* [What is asked]:
- a) Answer these questions about the passage on local wood:
(i) How many acres of forest surround people in Wisconsin?
(ii) Which logs is Wisconsin exporting to the far east?
(iii) How many jobs has the Wisconsin Timber Industry lost in the last few decades?
Mark each answer with the same numeral as its question.
- b) Rewrite the part of the passage on local wood that opens with the words containing "Today in Wisconsin" and closes with "cutting the rainforest.", changing "white oak" to "red oak".
- c) Please carry the passage on local wood forward from the point where it stops.

Stimulus doesn’t work anymore because the government and most people buy cheap imported stuff foolishly believing that saving a little money this moment leads to a better life in the future.
Wood is an amazing example of how we could have a big effect right here.  We are surrounded by 16 million acres of undervalued and underutilized forests in Wisconsin, plus hundreds of million trees in our cities and villages that are mostly wasted and costly to dispose of when they are cut.
Today in Wisconsin we are exporting our best walnut and white oak logs to the far east for cheap commodity prices.  We have lost 500,000 jobs and $20 Billion in production in the Wisconsin Timber Industry in the last few decades to globalization and cheap labor.
Wood customers need to stop buying cheap imported wood substitutes or super expensive trophy wood - and enjoy the beautiful and natural wood resources growing all around us.  Using local wood directly lowers the demand for illegally logged wood and for clear cutting the rainforest.
An example:  Cheap ‘wood’ flooring  – you can bet the timber was stolen and/or illegally logged, the grower and community received little to no benefits from the harvest but was left with a huge mess in their local environment, processing was done in dangerous and dirty mills with cheap labor.  Huge amounts of energy were used in transportation
Using locally grown and manufactured wood products keeps nearly all of the value of trees in the local economy – one well paying and rewarding job could be supported by every ten acres of forest or by every 50 trees cut in a city during one year.
Support small local companies that produce natural, solid, local goods
Keep your money and our jobs in the local economy with your choices
Pay a fair price to a good company – you get what you pay for.

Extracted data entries
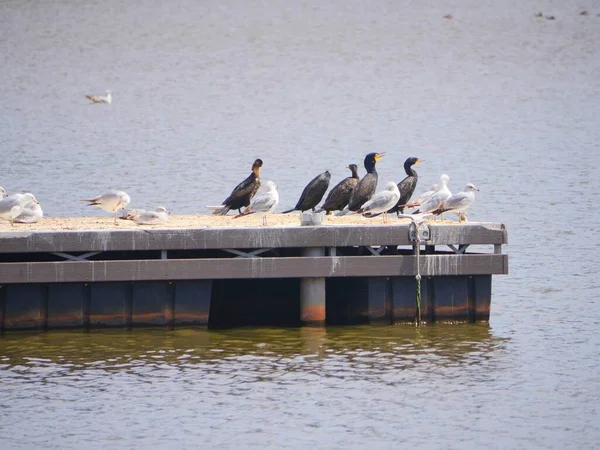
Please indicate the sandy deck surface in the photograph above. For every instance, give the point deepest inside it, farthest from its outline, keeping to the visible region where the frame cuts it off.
(196, 221)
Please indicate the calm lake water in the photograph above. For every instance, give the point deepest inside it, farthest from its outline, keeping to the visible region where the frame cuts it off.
(494, 96)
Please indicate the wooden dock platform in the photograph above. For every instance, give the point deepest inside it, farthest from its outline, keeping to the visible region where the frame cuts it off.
(336, 273)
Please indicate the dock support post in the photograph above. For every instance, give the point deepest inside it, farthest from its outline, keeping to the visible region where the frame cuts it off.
(312, 294)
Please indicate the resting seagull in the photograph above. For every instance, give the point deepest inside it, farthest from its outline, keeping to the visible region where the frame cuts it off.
(106, 98)
(111, 201)
(12, 206)
(263, 203)
(159, 215)
(438, 197)
(459, 203)
(31, 213)
(382, 201)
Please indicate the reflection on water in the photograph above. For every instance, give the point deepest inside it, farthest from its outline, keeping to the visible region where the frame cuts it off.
(329, 380)
(373, 350)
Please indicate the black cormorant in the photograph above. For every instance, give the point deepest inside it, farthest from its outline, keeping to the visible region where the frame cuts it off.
(340, 195)
(365, 188)
(406, 186)
(241, 196)
(313, 193)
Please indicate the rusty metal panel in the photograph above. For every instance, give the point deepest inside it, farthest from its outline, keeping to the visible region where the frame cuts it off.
(25, 306)
(110, 304)
(192, 302)
(152, 303)
(450, 299)
(243, 238)
(482, 289)
(222, 268)
(68, 305)
(379, 300)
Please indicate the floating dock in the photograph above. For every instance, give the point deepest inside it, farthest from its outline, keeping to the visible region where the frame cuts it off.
(289, 275)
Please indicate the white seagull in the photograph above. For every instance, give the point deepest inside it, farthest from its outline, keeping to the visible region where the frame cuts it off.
(31, 213)
(458, 203)
(106, 98)
(111, 201)
(438, 197)
(159, 215)
(263, 203)
(423, 197)
(12, 206)
(382, 201)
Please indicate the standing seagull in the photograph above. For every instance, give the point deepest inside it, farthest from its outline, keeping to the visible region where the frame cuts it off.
(31, 213)
(106, 98)
(242, 194)
(459, 203)
(340, 195)
(423, 197)
(382, 201)
(365, 188)
(264, 203)
(313, 193)
(439, 197)
(12, 206)
(111, 201)
(406, 186)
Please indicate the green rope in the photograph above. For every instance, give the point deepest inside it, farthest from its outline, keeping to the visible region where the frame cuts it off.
(418, 278)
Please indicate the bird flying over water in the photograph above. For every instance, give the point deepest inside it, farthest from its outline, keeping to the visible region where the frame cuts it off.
(111, 201)
(339, 196)
(106, 98)
(263, 203)
(242, 194)
(313, 193)
(458, 203)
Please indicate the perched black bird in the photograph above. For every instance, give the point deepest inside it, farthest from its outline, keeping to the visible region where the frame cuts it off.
(241, 196)
(312, 193)
(340, 195)
(365, 188)
(406, 186)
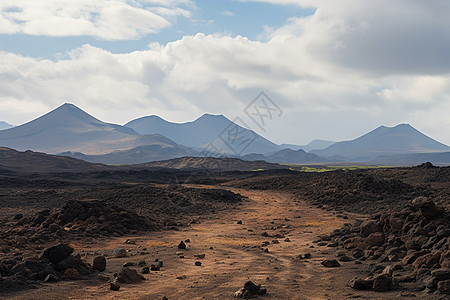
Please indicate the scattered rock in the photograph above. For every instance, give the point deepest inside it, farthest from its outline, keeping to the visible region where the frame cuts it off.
(72, 273)
(99, 263)
(382, 283)
(127, 275)
(51, 278)
(181, 245)
(113, 286)
(120, 253)
(57, 253)
(361, 284)
(444, 287)
(330, 263)
(250, 290)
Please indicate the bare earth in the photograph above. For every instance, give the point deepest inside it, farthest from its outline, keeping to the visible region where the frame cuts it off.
(236, 256)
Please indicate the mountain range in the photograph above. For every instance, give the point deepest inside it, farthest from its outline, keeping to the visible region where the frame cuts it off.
(382, 142)
(70, 131)
(207, 129)
(68, 128)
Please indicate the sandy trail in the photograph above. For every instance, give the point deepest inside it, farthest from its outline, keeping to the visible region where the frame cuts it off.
(235, 257)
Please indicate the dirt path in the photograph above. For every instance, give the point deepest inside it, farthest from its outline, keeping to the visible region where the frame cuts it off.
(236, 256)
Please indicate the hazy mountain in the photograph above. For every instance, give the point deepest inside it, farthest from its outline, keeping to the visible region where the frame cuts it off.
(4, 125)
(438, 159)
(68, 128)
(211, 163)
(138, 155)
(313, 145)
(287, 156)
(384, 141)
(30, 161)
(226, 136)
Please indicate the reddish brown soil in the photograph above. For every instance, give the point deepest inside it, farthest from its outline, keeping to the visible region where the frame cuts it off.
(236, 256)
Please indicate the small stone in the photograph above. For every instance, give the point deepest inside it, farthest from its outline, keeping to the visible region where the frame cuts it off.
(330, 263)
(444, 287)
(119, 253)
(127, 275)
(155, 267)
(382, 283)
(361, 284)
(142, 263)
(129, 264)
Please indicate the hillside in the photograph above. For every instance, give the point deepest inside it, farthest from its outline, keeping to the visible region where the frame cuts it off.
(211, 163)
(384, 141)
(204, 130)
(32, 162)
(68, 128)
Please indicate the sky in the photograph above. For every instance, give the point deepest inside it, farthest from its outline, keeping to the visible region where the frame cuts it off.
(334, 69)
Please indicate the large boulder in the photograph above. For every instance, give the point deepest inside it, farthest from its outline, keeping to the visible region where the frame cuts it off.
(370, 226)
(57, 253)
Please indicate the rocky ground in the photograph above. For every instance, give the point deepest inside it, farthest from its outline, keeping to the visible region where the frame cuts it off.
(373, 234)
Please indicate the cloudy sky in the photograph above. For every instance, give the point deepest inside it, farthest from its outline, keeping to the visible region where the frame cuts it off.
(337, 69)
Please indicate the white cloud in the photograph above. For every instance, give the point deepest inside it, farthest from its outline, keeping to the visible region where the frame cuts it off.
(101, 19)
(228, 13)
(337, 74)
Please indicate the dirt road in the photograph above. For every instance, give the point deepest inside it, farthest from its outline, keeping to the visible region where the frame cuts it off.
(233, 255)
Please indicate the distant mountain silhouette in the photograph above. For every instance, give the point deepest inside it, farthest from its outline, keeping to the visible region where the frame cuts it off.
(32, 162)
(384, 141)
(4, 125)
(68, 128)
(138, 155)
(287, 156)
(211, 163)
(313, 145)
(216, 129)
(438, 159)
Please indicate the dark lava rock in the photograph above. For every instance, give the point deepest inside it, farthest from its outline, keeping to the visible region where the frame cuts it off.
(57, 253)
(51, 278)
(441, 274)
(330, 263)
(361, 284)
(444, 287)
(181, 245)
(127, 275)
(250, 290)
(113, 286)
(382, 283)
(99, 263)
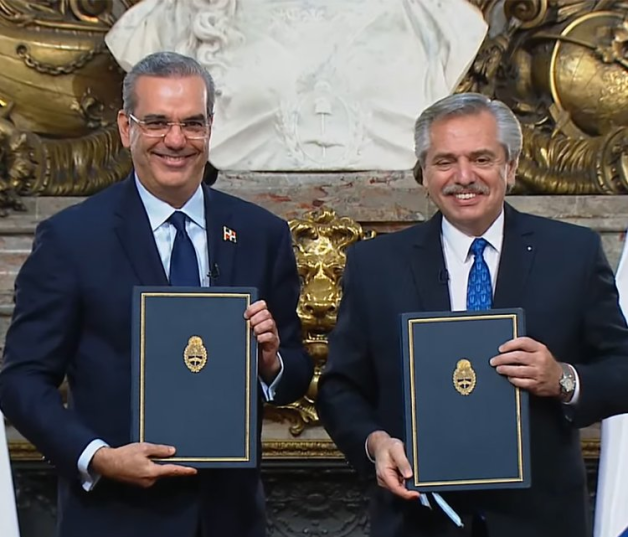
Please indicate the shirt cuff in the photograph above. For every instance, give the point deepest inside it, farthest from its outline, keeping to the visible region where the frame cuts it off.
(89, 478)
(576, 392)
(269, 391)
(366, 449)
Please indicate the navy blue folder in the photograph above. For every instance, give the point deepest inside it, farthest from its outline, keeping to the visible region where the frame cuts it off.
(467, 427)
(194, 374)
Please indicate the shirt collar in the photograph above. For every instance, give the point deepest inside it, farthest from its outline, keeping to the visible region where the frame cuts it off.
(460, 243)
(159, 211)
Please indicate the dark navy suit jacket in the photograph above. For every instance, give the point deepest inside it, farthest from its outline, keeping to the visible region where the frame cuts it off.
(73, 317)
(559, 275)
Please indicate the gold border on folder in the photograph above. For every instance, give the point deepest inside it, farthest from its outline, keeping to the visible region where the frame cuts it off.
(247, 434)
(415, 450)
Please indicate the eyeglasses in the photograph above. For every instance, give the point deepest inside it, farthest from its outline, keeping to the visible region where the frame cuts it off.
(193, 129)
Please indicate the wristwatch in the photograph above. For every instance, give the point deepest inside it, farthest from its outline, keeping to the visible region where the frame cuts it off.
(567, 383)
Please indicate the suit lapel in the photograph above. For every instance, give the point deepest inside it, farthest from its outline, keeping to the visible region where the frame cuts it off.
(218, 219)
(428, 266)
(135, 235)
(518, 252)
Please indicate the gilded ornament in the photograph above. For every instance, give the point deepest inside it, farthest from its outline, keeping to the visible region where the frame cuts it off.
(320, 240)
(195, 354)
(464, 377)
(60, 91)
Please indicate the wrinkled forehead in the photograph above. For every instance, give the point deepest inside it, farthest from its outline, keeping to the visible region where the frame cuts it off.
(183, 96)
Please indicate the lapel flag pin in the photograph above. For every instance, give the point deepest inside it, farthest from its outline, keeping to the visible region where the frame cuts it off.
(228, 234)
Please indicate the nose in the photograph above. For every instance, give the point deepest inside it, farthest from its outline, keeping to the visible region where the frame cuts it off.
(465, 173)
(175, 138)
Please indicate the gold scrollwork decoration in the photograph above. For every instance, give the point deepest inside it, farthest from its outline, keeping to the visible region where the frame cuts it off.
(320, 240)
(531, 13)
(23, 52)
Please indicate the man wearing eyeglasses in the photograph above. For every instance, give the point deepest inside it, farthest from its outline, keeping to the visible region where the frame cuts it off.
(72, 318)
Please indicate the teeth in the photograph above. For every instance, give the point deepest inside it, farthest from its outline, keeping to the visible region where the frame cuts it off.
(465, 196)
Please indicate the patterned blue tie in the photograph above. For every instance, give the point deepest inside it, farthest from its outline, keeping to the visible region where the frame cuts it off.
(183, 261)
(479, 288)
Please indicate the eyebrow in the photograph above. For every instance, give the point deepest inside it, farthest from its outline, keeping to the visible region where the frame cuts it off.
(161, 117)
(474, 154)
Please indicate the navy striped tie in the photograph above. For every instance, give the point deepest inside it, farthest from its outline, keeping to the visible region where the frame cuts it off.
(479, 288)
(183, 260)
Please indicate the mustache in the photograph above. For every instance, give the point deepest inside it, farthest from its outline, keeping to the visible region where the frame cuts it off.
(473, 188)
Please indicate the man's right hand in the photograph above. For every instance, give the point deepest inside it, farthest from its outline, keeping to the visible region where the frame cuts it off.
(132, 464)
(391, 465)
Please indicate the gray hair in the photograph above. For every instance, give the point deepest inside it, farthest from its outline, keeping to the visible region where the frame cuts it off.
(165, 65)
(467, 104)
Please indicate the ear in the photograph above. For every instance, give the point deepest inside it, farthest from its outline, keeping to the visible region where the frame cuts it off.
(124, 127)
(511, 172)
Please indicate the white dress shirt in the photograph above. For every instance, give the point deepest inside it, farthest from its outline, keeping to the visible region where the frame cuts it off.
(459, 260)
(164, 232)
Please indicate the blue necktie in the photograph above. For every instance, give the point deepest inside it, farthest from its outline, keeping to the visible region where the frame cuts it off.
(183, 261)
(479, 288)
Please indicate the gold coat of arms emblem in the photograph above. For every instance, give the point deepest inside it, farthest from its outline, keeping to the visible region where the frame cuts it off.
(195, 354)
(464, 377)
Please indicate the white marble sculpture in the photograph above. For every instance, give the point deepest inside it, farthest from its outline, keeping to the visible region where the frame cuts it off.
(312, 84)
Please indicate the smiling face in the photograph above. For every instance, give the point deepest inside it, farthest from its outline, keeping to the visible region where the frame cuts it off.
(170, 168)
(466, 171)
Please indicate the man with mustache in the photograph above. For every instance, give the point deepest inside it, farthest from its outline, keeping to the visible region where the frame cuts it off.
(573, 361)
(72, 317)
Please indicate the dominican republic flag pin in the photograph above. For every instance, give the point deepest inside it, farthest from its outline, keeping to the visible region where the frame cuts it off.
(229, 234)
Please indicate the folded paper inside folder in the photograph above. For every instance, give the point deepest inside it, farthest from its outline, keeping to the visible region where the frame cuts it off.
(466, 425)
(194, 374)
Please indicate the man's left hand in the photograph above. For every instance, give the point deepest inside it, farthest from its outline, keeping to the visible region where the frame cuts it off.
(529, 365)
(265, 330)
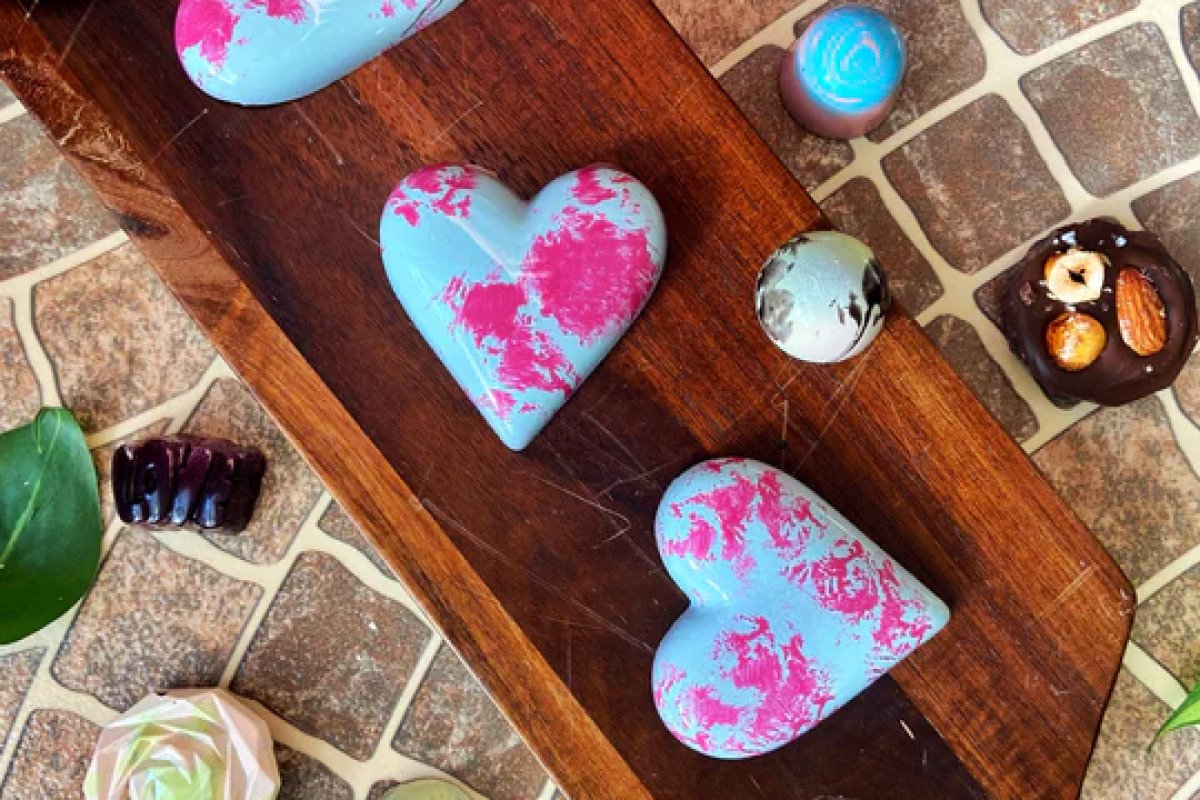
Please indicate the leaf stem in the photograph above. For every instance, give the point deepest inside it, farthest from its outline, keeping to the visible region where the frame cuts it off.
(31, 506)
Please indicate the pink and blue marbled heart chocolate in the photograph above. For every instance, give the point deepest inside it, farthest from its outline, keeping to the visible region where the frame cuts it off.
(264, 52)
(793, 611)
(521, 301)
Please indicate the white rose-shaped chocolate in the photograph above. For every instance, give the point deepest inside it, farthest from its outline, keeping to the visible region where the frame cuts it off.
(192, 744)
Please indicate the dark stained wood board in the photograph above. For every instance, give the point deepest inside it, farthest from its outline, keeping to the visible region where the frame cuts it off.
(540, 566)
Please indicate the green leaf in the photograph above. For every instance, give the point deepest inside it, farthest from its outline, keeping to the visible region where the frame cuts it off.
(1188, 714)
(49, 522)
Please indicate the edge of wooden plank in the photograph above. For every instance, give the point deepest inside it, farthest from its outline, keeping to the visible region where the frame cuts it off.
(570, 745)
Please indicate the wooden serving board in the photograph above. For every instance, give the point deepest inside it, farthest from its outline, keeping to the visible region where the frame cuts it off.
(540, 566)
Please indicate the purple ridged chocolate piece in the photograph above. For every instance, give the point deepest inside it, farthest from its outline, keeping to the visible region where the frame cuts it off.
(186, 481)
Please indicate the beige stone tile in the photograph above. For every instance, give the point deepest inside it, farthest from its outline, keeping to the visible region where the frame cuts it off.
(1125, 475)
(46, 209)
(52, 758)
(306, 779)
(289, 487)
(994, 193)
(1168, 627)
(154, 620)
(19, 394)
(1121, 769)
(1138, 119)
(714, 29)
(120, 343)
(1032, 25)
(454, 725)
(333, 655)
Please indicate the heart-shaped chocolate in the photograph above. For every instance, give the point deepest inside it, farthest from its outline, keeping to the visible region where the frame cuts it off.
(520, 301)
(793, 611)
(264, 52)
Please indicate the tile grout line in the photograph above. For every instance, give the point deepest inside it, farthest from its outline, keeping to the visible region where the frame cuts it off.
(1153, 675)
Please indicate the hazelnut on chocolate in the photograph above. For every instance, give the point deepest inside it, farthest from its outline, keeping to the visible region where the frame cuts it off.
(1101, 313)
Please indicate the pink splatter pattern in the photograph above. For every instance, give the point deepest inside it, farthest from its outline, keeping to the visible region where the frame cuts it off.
(492, 313)
(444, 188)
(588, 190)
(591, 275)
(208, 24)
(294, 11)
(736, 506)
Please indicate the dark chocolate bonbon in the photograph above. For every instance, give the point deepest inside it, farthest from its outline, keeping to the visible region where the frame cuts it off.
(1044, 289)
(185, 481)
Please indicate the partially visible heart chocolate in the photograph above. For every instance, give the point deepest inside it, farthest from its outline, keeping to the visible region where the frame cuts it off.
(522, 301)
(793, 611)
(264, 52)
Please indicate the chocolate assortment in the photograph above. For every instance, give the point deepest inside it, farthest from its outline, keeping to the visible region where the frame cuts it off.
(1101, 313)
(184, 481)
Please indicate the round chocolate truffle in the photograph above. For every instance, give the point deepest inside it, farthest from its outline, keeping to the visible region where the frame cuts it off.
(1101, 313)
(822, 298)
(841, 77)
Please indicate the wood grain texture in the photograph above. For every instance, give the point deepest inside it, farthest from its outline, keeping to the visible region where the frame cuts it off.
(540, 566)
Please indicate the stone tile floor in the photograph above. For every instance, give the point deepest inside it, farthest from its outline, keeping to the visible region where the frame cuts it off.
(1018, 116)
(298, 614)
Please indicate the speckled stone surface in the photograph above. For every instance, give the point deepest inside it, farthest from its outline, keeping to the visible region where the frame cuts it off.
(713, 29)
(1187, 389)
(1171, 211)
(858, 210)
(754, 86)
(333, 655)
(945, 55)
(964, 349)
(1125, 475)
(289, 488)
(142, 348)
(1189, 23)
(1121, 768)
(455, 726)
(337, 524)
(306, 779)
(16, 674)
(1138, 118)
(52, 758)
(991, 196)
(1032, 25)
(1169, 625)
(46, 210)
(154, 620)
(19, 395)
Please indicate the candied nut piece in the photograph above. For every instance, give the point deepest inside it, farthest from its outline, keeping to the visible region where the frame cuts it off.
(1141, 316)
(1075, 341)
(184, 481)
(1075, 276)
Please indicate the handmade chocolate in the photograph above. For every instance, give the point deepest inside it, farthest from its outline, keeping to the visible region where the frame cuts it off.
(185, 481)
(793, 611)
(521, 301)
(263, 52)
(187, 744)
(841, 77)
(1101, 313)
(822, 296)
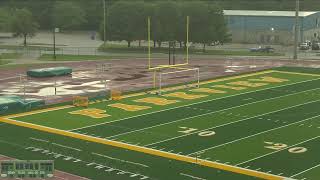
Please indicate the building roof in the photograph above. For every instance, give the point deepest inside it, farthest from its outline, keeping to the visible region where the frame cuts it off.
(267, 13)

* [Replies]:
- a)
(i) 16 million acres
(ii) Its best walnut and white oak logs
(iii) 500,000 jobs

- b)
Today in Wisconsin we are exporting our best walnut and red oak logs to the far east for cheap commodity prices.  We have lost 500,000 jobs and $20 Billion in production in the Wisconsin Timber Industry in the last few decades to globalization and cheap labor.
Wood customers need to stop buying cheap imported wood substitutes or super expensive trophy wood - and enjoy the beautiful and natural wood resources growing all around us.  Using local wood directly lowers the demand for illegally logged wood and for clear cutting the rainforest.

- c)
cheap and convenient comes at a very high cost

Sunday, April 21, 2013

A Better Way

Here is a one in a million – a perfect log, the best of the best.  Toppled in a windstorm, I salvaged this dead White Oak tree and am about to make a lot of money from the windfall opportunity.
This log measures 20 inches diameter inside the bark on the small end and 8 feet long.  Using the Scribner log scale the volume is about 140 board feet of lumber.   (The upper logs of this tree contained another 360 board feet.)

Every other person in the timber industry would sell this as a veneer log that would be shipped to the far East.  This truck load of similar White Oak logs recently passed through Spring Green on the way to the container loading yard, last stop before being processed in China.  These logs are sliced paper thin and the veneer applied to cheap base material like rubberwood plywood for “engineered” flooring or particle board for flimsy furniture, producing cheap products that soon end up in the landfill.
The commercial value of logs like these white oak veneer logs - the best of the best – is about $1 per board foot for the timber grower.  The export season for logs is winter, due to wood fungus growth in warm summer months, so markets are limited for the next 5 months.  The commercial value of my perfect log is about $140.  The upper logs of this tree were quite knotty so they were saw logs or tie logs, adding another $80 in value to this large good quality tree.  Few forest owners ever earn $220 from their best trees, this tree is very unusual. 
In the commercial markets, the timber grower gets a small payment, never enough to consider forest management a profitable and manageable crop, even when selling veneer quality trees.  A logger likely would make $75 for felling and skidding the tree to the roadside landing.  Truckers would earn another $100 or so from this tree until the container load leaves Wisconsin.  Local log buyers and brokers make money, though that profit would be secret business information.   Guess how much the distant big corporations make….!?
I will earn at least $5,000 selling flooring and other products from this tree and keep nearly all of the money in the local economy.  In our business system, the upper knotty logs of this tree have about the same high value as this one perfect log.  The small knotty and crooked cherry logs and the elm tree also toppled in this windstorm will earn similar high value.  Our character grade custom blended hardwood flooring earns us about $10 per board foot for all dense hardwoods on our farm.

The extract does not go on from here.